**本文抜粋**:
2017.03.01

伝説のミツヤライス | 特集 201703

伝説のミツヤライス

Store Info

  • 店名心斎橋ミツヤ
  • 住所大阪府大阪市中央区心斎橋筋2-3-21
  • 電話番号06-6211-4751
  • URLhttp://www.mitsuya.co.jp/
  • AREA
  • 8
  • EAST

わりと深刻な「ひとくちちょうだい」問題。

わりと、物議をかます「ひとくちちょうだい」問題。特に女性に多いそう。いっしょに外食した際に「ひとくちちょうだい」派と「ひとくちあげない」派がモメるという、なんともどうしようもない一幕が繰り広げられるというもの。OK派は「美味しいものはみんなでシェアしよう」と考えるしNG派は「ひとのものを欲しがるなんて下品」と言うし、どちらもモラルが根底にあるから相容れない。ワタクシ?ワタクシはOK派ですよ、親愛・博愛が信条ですからね。

などと考えつつ、やってきたのは「心斎橋ミツヤ」創業は昭和18年(1943年)。それ以前、明治時代から氷屋を営んでおり、冬場に六甲の山上で整氷した氷を馬や船に乗せて、大阪・福島まで運んでいたそうです。女性グループやシニアカップル、ママといっしょのキッズなど、心斎橋の人々を縮図化したような店内は、古き良き喫茶文化、洋食レストランの歴史が刻まれています。いうなれば、心斎橋の「良心」。ここミツヤでヤカラで不遜なお客様をみたことがありません。皆、一応に敬意を払う、そんな一軒です。

店頭には、気になる!POPが。「伝説のミツヤライス」と!「伝説」なうえに屋号をつけた商品。試します、もちろん、取材決定です。

**提供資料**:
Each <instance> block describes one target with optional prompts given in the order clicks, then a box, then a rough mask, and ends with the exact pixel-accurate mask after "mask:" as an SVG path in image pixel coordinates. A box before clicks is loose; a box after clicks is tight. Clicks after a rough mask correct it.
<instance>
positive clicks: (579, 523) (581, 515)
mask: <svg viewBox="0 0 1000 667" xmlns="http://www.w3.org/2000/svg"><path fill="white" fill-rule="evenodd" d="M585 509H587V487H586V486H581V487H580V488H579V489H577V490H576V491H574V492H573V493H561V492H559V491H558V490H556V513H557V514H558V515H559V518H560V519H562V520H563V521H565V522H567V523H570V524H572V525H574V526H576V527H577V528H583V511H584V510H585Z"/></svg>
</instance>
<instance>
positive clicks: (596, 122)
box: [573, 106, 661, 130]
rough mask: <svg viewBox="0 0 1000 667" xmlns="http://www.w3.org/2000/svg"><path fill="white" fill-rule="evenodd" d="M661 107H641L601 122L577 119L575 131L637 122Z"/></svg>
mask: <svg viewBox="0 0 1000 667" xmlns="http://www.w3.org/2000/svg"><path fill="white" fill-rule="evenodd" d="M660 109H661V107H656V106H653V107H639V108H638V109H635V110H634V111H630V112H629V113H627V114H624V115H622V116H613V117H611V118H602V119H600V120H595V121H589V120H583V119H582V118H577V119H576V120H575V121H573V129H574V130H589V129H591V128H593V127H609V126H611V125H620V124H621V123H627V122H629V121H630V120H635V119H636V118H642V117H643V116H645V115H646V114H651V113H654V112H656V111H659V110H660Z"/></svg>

**課題**:
心斎橋ミツヤを紹介する記事を、最後の文の後から書き継いでください。

**記述回答**:
本日、伝説のミツヤライスをご案内いただくのは小笹調理長様。この道40年の大ベテランです。小笹調理長様いわく、この伝説のミツヤライスは2015年の10月に誕生。伝説…というのは、ミツヤ定番の鉄板スパゲティや人気のオムライスなど、先輩たちが作り続けた味をワンプレートにまとめ上げたものなのだとか。1日30~40食は出ており、リピート率も高いそう。満足度の高い商品のようです。

こちらが、伝説のミツヤライス。右サイドがスパゲティミートソース。左サイドがふわふわオムライスのトマトソース。オムライスエッグの上にはポークカツがデン!と乗り、上部には瑞々しい野菜サラダが。なんともまぁ、贅沢なワンプレート。4つのお料理がお皿に乗って、税込み980円の優しい価格!相当に量があるようで、運んでくれた女性スタッフも、ヨッコイショ気味にテーブルに置いてくれました。そして「おまたせしました」と「いってらっしゃい」気味にひとこと。

そう、「いってらっしゃい」だったんです。この後、ワタクシは完全にエトランゼ状態。ワンプレートをめぐる旅の始まりです。

まずは、スパゲティの所在を確認。オムライスエッグをめくると…たーっぷりのスパゲティが。

そして、オムライスの所在を確認。オムライスエッグをめくると…たーっぷりのライスが。

そしてポークカツ。厚みがあります・・・。この先、どうなるんだろう。若干、驚愕。

スパをひとくち・・・。このミートソースの豊潤さ!お肉の旨味はしっかりあって、それでいて飽きのこないクリアな風合い。スパゲティに絡み付いて口中に入ると、しっかりと鼻孔を抜ける香りに、もーーーウットリ。

歳月を重ねながら改良も重ねた、ミツヤのミートソースは、期待以上の印象で、ワタクシほんとうに驚きました。正統な正統なミートソースなのです。

続けざまにオムライスも。一粒ずつにしっかりと味が付いたライスに、ふわふわ卵をのせて。これは懐かしさと「食べたかった定番」の味がどストライク!

酸味を少しだけ尖らせた「プレーンソース」が卵の甘味もライスの甘味も際立たせます。

そして、時間を置いてしまったにも関わらず、パン粉はサクサク、分厚くて柔らかなポークカツ!もうどれが主役かよくわからなくて…夢中で食し続けるこの幸福感。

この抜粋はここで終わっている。